WORK REQUIRED: After locating the line with "box: [1389, 688, 1663, 919]" in the data that follows, return it and every later line exactly, up to and including the line with "positive clicks: (1654, 764)".

[Stored data]
■ ■ ■ ■
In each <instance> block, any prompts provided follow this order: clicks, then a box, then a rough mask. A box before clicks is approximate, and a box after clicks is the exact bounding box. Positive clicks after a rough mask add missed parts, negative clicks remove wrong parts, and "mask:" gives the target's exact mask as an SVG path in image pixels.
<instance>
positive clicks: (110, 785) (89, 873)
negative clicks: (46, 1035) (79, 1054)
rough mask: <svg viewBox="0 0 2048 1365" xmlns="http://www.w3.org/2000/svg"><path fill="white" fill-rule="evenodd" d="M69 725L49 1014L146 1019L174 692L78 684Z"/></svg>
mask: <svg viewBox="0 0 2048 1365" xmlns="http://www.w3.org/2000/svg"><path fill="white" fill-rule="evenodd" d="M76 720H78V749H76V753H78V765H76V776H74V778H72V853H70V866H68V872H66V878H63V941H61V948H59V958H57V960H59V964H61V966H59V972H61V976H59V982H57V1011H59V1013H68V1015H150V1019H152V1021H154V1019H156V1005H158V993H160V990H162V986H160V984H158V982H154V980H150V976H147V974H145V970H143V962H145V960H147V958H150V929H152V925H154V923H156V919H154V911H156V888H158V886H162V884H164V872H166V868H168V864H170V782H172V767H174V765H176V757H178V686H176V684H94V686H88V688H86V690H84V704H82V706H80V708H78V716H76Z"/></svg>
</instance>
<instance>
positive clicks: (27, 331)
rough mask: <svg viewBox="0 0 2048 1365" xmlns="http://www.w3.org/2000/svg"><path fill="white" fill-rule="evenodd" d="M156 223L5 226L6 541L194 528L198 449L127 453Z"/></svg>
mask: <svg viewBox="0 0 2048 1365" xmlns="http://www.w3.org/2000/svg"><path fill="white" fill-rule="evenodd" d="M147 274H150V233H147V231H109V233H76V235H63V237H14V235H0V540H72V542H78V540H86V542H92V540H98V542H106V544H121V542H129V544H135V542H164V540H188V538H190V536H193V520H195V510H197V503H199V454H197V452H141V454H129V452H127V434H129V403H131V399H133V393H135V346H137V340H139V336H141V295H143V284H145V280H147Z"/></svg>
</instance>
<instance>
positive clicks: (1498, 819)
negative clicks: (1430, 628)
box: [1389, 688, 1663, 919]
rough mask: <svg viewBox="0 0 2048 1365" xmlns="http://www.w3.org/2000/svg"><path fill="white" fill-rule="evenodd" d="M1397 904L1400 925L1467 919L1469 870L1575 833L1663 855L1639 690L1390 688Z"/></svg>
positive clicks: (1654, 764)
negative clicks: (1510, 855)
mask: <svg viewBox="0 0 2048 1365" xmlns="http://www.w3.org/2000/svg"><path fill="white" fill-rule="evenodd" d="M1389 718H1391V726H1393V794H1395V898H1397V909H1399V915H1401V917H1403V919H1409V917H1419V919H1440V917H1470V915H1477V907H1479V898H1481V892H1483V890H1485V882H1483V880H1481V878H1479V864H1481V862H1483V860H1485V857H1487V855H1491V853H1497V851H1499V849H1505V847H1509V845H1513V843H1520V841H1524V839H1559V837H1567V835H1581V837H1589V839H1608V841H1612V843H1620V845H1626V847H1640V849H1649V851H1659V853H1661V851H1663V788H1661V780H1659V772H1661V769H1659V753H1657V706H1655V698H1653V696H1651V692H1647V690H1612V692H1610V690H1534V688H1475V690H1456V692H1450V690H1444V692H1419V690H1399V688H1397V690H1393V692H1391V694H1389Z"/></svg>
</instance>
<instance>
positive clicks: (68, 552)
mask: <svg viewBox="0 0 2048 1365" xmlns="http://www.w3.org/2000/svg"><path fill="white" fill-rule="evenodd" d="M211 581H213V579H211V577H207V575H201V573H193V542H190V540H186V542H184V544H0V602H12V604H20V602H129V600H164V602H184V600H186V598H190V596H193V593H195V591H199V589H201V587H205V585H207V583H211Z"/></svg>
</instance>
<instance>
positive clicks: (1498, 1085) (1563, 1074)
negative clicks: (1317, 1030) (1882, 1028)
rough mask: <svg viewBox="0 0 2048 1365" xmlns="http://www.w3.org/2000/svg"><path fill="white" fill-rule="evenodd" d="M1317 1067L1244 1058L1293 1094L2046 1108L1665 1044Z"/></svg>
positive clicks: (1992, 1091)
■ ■ ■ ■
EXERCISE SOLUTION:
box: [1389, 688, 1663, 919]
rough mask: <svg viewBox="0 0 2048 1365" xmlns="http://www.w3.org/2000/svg"><path fill="white" fill-rule="evenodd" d="M1397 904L1400 925L1467 919L1469 870L1575 833L1663 855L1639 690L1390 688Z"/></svg>
positive clicks: (1654, 764)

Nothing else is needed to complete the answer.